*** Block opens ***
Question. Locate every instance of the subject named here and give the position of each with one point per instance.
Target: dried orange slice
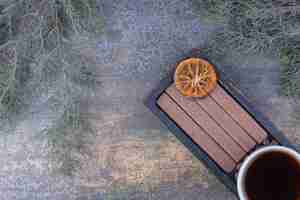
(195, 77)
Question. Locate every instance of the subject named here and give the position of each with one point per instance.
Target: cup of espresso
(270, 173)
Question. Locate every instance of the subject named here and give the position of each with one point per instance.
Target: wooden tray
(158, 103)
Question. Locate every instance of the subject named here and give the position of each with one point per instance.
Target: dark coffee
(273, 176)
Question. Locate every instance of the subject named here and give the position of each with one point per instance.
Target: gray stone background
(133, 155)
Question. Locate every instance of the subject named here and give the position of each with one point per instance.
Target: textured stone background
(133, 155)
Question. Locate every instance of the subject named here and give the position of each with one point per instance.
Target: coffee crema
(273, 176)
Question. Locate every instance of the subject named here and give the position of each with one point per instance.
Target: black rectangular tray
(227, 178)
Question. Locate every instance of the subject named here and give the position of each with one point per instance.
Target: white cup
(252, 158)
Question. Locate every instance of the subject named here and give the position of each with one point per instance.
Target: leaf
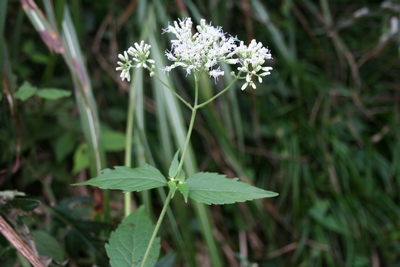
(214, 188)
(128, 244)
(53, 93)
(128, 179)
(184, 189)
(25, 91)
(48, 245)
(173, 169)
(167, 261)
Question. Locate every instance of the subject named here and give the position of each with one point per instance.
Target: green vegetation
(321, 130)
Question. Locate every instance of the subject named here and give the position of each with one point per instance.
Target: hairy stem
(191, 124)
(128, 145)
(153, 237)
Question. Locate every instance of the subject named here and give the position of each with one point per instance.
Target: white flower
(140, 55)
(251, 59)
(202, 51)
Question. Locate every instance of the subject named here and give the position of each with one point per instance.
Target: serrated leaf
(214, 188)
(128, 179)
(25, 91)
(184, 189)
(127, 245)
(53, 93)
(172, 187)
(173, 169)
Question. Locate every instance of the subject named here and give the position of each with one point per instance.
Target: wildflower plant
(134, 243)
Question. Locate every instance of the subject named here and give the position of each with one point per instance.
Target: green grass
(322, 130)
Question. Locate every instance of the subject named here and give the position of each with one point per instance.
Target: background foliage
(322, 131)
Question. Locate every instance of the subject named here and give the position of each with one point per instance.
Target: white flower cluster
(203, 51)
(253, 55)
(140, 55)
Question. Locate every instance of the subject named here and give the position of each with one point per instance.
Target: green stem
(173, 91)
(220, 93)
(153, 237)
(128, 145)
(191, 124)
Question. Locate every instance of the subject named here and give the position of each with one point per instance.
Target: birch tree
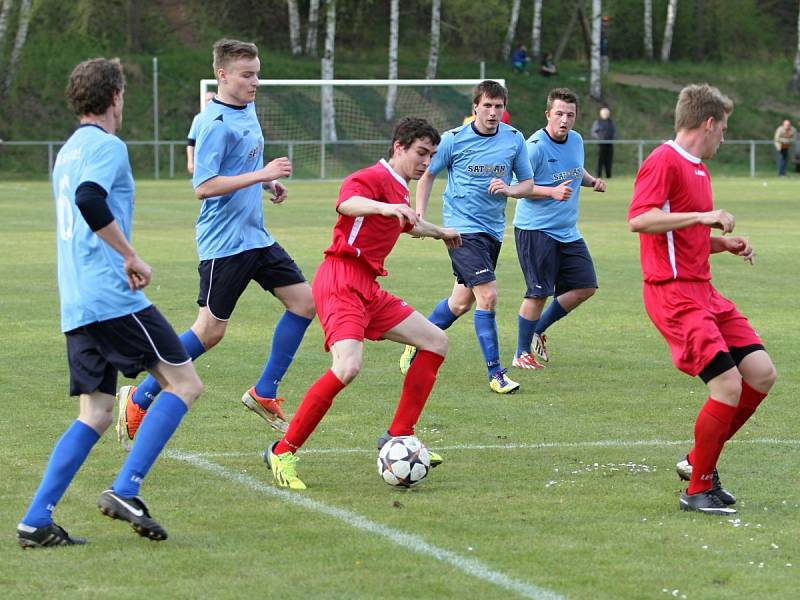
(328, 112)
(512, 30)
(536, 31)
(394, 35)
(313, 25)
(648, 29)
(669, 27)
(294, 27)
(19, 44)
(595, 87)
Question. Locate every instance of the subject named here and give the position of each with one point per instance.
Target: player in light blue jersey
(108, 322)
(554, 258)
(481, 159)
(191, 139)
(233, 245)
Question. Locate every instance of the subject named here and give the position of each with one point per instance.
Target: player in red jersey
(673, 212)
(374, 210)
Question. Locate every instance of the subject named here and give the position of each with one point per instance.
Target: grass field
(566, 489)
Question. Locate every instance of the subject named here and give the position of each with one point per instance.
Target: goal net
(330, 128)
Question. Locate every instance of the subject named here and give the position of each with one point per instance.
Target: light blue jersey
(229, 142)
(472, 160)
(92, 284)
(553, 163)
*** Block closes ***
• _What is being asked_
With the pictures left out, transcribe the material exactly.

• _Exercise answer_
Question. Locate every instance of the subject named here and give the position of each with one point per instance.
Target: dried orange slice
(195, 77)
Question. Locate every instance of the subject named here and give the position of each with one point per instance.
Target: cup of espresso
(270, 173)
Question. Locate every instance of the subject named here and give the position of each with one point per instance.
Target: wooden tray
(158, 103)
Question. Locate every instance of the subject named here and give the position of each with one point per instance.
Target: dark coffee
(273, 176)
Question. Locate every instance of the subject named here and give the position of each with one point per instance.
Target: gray stone background
(133, 155)
Question. Locate every instance of the subject named here and give the position of each with one point per instance.
Target: textured stone background
(133, 155)
Question. Locate every instance of the subject named here and give the position of each with one point per instance.
Target: coffee crema
(273, 176)
Question. Locate every instance of the subject named here and give the position of each with one point per instance.
Target: black rectangular tray
(227, 178)
Question. Locate every instance of the subject named here and give the position of each with one point per instance.
Target: white cup
(252, 158)
Question. Locate every instance of the subject named here and give the position of each with one point per instance.
Target: leaf
(214, 188)
(128, 244)
(53, 93)
(128, 179)
(184, 189)
(25, 91)
(48, 245)
(173, 169)
(167, 261)
Question. Locate every instance of the subject named here and give the position of each with one point per instance.
Target: green vegetation
(321, 130)
Question. Locate every instance of the subject named here and give the position of each with one point per instance.
Target: hairy stem
(191, 124)
(128, 145)
(153, 237)
Question. Locate every instance of the subject named here and give the position of each with one point per instance.
Target: white flower
(140, 55)
(251, 59)
(202, 51)
Question. Locate every instance of the subject named here and give the position of each with one point per instance.
Target: serrated leaf
(214, 188)
(128, 179)
(25, 91)
(184, 189)
(127, 245)
(53, 93)
(172, 187)
(173, 169)
Question. Locate every instance of the subject named here and give the position of each with one point per instance.
Target: wildflower plant
(134, 243)
Question. Locate every instance of the subject named here and give the position of each with one point per instance.
Target: green grass
(322, 130)
Question. Locate every instance of the subject named here and give the position of each with one point per instance.
Target: background foliage
(322, 131)
Question. Locate every instance of the subject named here and give the position of each with one point per instance.
Target: white flower cluster
(203, 51)
(253, 55)
(140, 55)
Question. Locate every instance of the subject named here and give the position of each with one point per instance.
Target: green stem
(173, 91)
(220, 93)
(153, 237)
(128, 145)
(191, 124)
Question. Locate every instance of the subject named here and give the position of each with one point per instance.
Target: birch tree
(328, 112)
(512, 30)
(536, 31)
(394, 35)
(313, 25)
(648, 29)
(669, 27)
(294, 27)
(19, 44)
(595, 87)
Question. Locate every instance of the subject named here and give the position of each with one point per instance.
Target: player in light blue jersey
(108, 322)
(554, 258)
(481, 159)
(191, 139)
(233, 245)
Question. Locate every instance of the subject named here and give the position of each with one point per instance.
Target: player in red jersey
(673, 212)
(374, 210)
Question. Locate every instance of the subject named here and give the position of each with one point per instance.
Target: grass field
(566, 489)
Question. Locate every instance of the subject named here and give the position of each with one point per instance.
Target: goal net
(330, 128)
Question. Locate every instance of the subject named here and give the position of each with one point per instance.
Target: light blue jersey
(229, 142)
(472, 160)
(92, 284)
(553, 163)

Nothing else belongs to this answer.